Segment Open

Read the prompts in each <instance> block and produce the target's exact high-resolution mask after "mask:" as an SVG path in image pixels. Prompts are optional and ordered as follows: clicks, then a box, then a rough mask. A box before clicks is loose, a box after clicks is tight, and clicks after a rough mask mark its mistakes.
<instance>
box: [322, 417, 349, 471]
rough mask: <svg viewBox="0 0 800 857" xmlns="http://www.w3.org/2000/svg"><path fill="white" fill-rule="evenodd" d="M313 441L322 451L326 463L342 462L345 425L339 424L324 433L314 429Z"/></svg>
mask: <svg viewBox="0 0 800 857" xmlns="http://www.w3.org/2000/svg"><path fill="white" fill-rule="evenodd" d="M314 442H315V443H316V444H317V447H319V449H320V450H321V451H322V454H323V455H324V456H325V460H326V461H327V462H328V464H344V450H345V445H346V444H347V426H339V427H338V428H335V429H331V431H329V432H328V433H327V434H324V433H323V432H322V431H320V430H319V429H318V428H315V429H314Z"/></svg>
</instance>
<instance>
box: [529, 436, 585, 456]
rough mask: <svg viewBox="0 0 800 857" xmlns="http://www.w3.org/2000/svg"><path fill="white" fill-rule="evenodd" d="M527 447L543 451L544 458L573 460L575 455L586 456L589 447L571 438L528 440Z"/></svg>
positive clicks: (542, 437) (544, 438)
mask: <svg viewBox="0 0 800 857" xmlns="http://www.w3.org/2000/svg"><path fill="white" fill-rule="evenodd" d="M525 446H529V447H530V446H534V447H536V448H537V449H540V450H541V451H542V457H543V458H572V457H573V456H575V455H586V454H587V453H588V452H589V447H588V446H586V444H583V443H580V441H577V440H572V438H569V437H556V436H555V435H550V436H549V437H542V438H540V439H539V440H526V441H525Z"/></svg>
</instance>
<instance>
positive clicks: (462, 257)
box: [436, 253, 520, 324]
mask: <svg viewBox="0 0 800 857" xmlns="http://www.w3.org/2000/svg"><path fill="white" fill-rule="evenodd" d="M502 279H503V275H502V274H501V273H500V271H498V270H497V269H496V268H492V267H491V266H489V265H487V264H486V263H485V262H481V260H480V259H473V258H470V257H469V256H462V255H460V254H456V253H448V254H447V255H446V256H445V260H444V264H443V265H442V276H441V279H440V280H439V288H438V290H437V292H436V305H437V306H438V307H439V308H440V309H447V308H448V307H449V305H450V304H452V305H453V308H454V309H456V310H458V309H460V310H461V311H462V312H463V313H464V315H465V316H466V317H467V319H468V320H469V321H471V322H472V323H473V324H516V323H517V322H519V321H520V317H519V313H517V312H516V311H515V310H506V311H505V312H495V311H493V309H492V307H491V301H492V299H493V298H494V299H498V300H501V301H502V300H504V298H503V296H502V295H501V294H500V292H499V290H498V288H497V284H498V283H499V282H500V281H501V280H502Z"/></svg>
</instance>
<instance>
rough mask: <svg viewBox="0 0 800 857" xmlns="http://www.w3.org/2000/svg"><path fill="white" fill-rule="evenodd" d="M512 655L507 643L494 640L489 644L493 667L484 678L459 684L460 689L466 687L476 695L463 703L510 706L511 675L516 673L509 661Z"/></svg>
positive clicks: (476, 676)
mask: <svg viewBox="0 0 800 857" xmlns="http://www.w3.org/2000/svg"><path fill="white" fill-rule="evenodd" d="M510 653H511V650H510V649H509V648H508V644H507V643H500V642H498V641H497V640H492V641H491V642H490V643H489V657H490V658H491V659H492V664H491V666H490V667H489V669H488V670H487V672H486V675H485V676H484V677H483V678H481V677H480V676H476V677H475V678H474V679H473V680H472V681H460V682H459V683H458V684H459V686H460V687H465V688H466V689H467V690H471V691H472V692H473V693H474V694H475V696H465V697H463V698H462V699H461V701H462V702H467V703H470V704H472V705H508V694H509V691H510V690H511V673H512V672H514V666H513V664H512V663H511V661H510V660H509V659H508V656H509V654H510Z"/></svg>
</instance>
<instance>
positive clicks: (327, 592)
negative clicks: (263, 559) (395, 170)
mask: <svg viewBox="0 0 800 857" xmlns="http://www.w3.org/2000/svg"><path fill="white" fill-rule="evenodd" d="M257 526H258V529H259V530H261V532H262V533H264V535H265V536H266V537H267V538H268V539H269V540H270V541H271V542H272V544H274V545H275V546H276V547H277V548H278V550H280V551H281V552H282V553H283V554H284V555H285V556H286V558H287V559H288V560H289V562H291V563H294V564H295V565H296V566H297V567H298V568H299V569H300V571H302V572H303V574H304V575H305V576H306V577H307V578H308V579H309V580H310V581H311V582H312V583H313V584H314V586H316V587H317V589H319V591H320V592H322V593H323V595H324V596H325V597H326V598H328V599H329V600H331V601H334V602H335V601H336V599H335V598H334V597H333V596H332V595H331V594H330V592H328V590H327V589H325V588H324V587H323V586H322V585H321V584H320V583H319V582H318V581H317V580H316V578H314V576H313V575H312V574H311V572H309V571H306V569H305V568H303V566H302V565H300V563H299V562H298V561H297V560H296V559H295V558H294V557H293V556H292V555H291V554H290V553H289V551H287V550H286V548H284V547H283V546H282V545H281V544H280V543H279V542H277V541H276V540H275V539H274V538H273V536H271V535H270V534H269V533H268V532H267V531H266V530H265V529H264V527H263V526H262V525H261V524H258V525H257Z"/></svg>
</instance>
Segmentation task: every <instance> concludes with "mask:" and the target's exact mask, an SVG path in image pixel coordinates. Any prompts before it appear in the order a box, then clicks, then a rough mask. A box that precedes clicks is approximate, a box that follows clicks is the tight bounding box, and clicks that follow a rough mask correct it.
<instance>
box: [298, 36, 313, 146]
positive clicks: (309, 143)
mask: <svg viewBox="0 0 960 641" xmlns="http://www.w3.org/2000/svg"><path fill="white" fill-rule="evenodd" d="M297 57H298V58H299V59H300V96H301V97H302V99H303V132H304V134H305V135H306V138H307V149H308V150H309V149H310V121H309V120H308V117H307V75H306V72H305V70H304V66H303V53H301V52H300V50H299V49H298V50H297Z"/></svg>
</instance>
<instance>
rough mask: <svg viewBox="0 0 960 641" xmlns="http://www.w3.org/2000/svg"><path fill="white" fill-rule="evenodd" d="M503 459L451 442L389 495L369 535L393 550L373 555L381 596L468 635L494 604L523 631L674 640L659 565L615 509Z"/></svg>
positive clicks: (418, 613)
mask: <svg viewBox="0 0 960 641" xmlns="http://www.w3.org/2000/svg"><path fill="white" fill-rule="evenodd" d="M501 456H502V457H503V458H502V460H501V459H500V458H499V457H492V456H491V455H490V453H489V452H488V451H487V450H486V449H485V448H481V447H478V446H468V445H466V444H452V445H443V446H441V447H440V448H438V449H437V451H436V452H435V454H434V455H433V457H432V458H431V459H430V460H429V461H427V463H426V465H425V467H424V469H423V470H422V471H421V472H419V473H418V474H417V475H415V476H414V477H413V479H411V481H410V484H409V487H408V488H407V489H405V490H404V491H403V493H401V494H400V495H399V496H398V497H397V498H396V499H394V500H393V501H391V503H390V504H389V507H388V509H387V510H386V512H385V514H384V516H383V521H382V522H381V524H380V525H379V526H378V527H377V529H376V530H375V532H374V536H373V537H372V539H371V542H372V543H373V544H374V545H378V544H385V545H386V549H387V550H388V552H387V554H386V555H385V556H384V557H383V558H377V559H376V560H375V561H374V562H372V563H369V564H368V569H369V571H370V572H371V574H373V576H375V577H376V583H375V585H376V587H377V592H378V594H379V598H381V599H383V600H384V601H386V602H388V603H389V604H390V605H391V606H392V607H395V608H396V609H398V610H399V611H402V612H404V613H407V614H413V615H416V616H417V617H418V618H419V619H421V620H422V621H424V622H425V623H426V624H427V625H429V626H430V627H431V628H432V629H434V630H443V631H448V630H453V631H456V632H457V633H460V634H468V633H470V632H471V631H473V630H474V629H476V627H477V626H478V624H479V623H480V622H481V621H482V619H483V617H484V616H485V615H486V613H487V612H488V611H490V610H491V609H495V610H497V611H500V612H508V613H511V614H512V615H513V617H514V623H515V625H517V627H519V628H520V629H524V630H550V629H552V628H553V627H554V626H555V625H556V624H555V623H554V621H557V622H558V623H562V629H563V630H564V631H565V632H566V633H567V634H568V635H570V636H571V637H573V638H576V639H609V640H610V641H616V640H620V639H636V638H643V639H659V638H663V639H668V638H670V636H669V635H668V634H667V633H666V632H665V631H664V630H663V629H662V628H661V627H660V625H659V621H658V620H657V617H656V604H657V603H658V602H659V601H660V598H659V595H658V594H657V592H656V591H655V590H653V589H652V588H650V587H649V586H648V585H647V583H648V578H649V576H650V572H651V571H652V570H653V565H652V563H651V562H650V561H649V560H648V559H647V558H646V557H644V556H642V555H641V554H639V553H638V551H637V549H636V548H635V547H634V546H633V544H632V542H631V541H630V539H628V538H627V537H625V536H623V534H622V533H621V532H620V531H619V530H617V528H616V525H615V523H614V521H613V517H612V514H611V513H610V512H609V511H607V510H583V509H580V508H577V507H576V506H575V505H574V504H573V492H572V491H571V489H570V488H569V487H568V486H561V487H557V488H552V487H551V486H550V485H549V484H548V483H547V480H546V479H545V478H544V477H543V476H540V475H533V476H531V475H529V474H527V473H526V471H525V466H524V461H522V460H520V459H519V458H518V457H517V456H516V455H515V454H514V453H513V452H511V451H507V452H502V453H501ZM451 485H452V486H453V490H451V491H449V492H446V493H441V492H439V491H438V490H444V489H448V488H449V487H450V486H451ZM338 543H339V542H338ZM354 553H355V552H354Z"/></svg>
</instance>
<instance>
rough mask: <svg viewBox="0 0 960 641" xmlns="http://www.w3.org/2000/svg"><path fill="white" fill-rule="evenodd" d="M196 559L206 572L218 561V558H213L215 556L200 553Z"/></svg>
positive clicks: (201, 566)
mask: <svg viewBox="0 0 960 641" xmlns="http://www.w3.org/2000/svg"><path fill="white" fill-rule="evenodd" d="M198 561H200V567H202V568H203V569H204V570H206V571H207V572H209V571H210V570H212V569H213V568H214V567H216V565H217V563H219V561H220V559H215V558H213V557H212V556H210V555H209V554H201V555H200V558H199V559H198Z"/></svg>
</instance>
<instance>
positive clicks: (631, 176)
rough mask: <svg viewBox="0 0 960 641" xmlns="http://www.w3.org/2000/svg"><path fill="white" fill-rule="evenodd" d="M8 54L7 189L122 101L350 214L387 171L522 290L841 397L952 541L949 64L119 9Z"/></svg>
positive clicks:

Segment Closed

Please work out how many lines in the listing above contain the string "follows", and answer with that number only.

2